Problemas por resolver:
• 1. Conteste estas preguntas sobre el texto de la maestra migrante en Matamoros:
(a) ¿Qué materia enseña Alma Beatriz Serrano Ramírez cuando agita su pizarra frente a la cámara?
(b) ¿Qué edades tienen su hija y su hijo?
(c) ¿Cuántos años tiene ella?
• 2. Prosiga el texto de la maestra migrante en Matamoros a partir de su última oración.

Fragmento del documento:
------------------------------------------------------------

Matamoros (México) (AFP) – En su cocina, Alma Beatriz Serrano Ramírez agita su pizarra frente a la cámara de su teléfono móvil, esperando que Adalid, Kimberly, Osval y sus otros estudiantes se mantengan concentrados en la lección de matemáticas que está dando.
Momentos después, no la conmueve la llegada a la habitación de su hija y su hijo de 2 y 10 años, respectivamente, mientras enseña el sonido de las letras.
«En Honduras di lecciones a niños. Nada que ver con esto. En realidad, nunca imaginé vivir una experiencia así (…). Es realmente difícil, pero a medida que pasa el tiempo, te acostumbras», declaró a la AFP una vez terminado su trabajo.
Esta migrante de 38 años soñaba con establecerse en Estados Unidos pero, como muchos otros, tuvo que dejar su exiguo equipaje en Matamoros, una ciudad mexicana de 500.000 habitantes que está separada de Estados Unidos solo por el Río Bravo, llamado Rio Grande en el lado estadounidense.

------------------------------------------------------------

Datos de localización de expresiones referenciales
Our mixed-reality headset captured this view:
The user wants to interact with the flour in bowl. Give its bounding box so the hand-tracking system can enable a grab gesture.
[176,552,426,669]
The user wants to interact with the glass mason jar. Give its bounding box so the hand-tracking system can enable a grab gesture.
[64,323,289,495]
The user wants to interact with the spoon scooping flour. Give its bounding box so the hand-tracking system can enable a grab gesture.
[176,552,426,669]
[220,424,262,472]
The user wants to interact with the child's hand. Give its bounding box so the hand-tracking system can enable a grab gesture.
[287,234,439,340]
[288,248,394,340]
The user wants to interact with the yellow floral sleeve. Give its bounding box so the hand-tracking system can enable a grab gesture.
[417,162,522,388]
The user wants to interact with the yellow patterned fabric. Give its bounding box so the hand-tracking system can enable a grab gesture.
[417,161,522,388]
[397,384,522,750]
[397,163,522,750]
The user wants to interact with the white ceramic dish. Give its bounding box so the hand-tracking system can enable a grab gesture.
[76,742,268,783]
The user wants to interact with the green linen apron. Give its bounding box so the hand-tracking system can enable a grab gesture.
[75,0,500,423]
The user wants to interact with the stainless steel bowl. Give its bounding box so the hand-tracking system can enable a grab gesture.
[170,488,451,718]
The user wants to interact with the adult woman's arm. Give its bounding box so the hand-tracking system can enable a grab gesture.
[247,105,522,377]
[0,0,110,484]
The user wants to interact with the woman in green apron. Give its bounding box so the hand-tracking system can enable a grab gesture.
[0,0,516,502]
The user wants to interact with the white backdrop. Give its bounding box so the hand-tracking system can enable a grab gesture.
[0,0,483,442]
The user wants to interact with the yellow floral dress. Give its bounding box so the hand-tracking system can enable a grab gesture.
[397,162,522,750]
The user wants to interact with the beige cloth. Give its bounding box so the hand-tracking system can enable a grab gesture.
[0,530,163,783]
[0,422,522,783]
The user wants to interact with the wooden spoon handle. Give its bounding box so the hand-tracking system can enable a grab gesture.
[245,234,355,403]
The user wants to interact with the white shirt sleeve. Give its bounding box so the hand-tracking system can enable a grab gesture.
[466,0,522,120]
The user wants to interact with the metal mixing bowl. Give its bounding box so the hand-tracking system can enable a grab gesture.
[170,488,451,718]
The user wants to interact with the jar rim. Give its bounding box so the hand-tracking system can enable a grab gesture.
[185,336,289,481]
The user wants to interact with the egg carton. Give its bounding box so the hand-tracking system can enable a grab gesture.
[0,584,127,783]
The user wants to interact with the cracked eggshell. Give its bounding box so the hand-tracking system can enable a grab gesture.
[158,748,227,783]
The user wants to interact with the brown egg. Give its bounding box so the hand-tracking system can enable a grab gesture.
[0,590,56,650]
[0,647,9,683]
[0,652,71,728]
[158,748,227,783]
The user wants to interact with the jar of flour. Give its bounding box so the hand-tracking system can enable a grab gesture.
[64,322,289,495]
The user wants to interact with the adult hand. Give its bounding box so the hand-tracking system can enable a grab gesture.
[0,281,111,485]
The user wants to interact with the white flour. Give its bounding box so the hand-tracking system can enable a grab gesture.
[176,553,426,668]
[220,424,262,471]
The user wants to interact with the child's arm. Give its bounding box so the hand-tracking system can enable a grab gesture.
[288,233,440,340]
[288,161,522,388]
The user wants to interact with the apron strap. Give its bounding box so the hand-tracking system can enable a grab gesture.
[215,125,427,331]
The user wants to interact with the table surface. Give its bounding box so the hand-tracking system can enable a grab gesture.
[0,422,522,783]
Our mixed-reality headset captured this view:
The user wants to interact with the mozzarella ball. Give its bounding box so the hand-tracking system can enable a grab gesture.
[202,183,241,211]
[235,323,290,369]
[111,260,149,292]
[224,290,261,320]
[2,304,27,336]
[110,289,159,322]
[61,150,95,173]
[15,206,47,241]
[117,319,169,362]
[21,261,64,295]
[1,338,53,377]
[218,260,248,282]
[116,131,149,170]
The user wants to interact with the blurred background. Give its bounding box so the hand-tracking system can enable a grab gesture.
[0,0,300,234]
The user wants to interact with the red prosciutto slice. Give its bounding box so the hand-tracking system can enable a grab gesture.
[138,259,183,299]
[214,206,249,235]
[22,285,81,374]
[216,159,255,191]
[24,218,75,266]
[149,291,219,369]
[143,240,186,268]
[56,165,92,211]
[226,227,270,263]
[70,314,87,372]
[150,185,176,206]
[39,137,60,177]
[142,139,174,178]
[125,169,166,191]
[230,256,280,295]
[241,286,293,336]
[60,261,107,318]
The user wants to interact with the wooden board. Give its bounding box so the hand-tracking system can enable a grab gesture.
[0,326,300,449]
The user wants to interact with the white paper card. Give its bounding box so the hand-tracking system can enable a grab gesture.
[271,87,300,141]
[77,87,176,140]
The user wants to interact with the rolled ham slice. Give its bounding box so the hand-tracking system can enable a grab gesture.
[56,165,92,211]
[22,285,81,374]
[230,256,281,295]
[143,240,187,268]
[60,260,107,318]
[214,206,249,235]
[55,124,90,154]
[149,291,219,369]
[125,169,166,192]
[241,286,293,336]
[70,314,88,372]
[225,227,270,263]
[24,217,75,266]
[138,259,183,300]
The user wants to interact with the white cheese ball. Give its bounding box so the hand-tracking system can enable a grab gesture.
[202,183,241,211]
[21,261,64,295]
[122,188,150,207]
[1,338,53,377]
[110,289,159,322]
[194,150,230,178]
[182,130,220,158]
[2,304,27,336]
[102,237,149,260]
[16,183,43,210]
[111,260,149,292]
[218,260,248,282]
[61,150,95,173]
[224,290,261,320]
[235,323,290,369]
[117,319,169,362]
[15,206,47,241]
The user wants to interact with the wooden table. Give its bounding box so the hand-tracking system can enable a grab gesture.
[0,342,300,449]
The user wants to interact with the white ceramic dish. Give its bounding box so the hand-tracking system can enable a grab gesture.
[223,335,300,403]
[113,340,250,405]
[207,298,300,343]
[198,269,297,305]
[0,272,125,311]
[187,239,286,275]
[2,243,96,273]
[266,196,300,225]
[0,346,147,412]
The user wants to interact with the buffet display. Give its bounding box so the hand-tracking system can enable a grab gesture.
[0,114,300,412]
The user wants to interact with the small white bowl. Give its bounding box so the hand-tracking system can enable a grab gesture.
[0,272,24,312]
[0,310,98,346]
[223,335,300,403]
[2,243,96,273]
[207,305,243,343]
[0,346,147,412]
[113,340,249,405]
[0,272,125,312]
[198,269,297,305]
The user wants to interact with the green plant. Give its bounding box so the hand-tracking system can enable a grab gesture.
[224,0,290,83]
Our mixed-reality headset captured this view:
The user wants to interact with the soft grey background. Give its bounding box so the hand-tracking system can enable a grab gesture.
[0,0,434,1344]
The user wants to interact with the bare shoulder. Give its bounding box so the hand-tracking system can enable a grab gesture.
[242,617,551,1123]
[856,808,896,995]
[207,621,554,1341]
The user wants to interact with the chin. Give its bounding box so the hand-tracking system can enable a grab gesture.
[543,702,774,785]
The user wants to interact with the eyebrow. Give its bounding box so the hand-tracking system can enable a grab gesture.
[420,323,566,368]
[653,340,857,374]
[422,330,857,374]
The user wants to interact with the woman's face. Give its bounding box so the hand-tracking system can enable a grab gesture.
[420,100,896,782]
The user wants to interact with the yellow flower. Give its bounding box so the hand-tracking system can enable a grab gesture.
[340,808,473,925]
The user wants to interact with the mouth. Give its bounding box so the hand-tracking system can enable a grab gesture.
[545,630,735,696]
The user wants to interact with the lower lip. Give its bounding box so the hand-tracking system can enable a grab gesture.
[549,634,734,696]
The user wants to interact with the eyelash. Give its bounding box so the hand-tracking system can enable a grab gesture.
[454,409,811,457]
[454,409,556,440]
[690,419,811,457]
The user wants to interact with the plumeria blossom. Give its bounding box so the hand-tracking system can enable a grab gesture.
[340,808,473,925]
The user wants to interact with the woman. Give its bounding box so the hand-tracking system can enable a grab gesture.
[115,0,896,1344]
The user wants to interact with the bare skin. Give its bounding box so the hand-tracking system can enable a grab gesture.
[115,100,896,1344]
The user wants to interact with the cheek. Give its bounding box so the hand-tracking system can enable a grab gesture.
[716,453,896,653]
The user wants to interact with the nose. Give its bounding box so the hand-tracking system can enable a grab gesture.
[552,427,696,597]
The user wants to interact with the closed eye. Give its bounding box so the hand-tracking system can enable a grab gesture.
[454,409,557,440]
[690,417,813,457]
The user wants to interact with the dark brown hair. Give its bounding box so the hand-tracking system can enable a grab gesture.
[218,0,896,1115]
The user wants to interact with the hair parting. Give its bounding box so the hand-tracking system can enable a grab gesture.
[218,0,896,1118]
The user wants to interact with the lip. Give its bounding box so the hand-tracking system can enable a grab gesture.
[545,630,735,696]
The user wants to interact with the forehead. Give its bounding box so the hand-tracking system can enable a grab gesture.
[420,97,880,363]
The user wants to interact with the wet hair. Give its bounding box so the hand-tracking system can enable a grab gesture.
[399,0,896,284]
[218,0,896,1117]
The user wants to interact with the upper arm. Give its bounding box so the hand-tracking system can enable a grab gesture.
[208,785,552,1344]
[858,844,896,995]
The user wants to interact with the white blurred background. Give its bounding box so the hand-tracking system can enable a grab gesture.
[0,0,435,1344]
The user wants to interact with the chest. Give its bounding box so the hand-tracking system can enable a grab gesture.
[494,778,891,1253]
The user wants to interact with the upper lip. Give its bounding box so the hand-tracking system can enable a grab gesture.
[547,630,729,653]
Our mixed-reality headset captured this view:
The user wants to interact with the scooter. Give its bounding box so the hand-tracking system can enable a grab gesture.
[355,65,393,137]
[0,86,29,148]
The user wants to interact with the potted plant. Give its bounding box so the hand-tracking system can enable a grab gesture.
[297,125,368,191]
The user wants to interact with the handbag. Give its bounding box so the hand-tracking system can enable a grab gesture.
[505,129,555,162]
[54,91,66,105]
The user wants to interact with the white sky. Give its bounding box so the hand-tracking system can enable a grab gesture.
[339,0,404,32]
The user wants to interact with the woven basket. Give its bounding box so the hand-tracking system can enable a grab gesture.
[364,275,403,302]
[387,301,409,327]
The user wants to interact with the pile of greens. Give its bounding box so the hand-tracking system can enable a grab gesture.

------------------------------------------------------------

Soluciones:
• 1.
(a) Matemáticas.
(b) Su hija tiene 2 años y su hijo, 10.
(c) 38 años.

• 2.
Algunos de sus alumnos viven a 90 kilómetros de ahí, en un campamento de 700 personas erigido en pocas semanas en Reynosa, otra ciudad a las puertas de Estados Unidos.
Desarrolladas por teleconferencia, las clases de escritura, matemáticas o yoga que ofrece la asociación estadounidense Sidewalk School son un raro consuelo para los cientos de niños que viven a lo largo de la frontera de 2.500 kilómetros, desde Tijuana (costa del Pacífico) hasta Matamoros (cerca del Golfo de México).
Los estudiantes y sus padres, que provienen de Honduras, Guatemala y Haití, se encuentran entre los innumerables refugiados que aún acuden en masa a la frontera estadounidense, convencidos de que el presidente Joe Biden dejará entrar a quien lo solicite, a diferencia de la represión de su predecesor, el republicano Donald Trump.
Mientras sus casos son revisados por la administración estadounidense, la espera en las ciudades, a menudo a manos de los narcotraficantes, puede durar meses.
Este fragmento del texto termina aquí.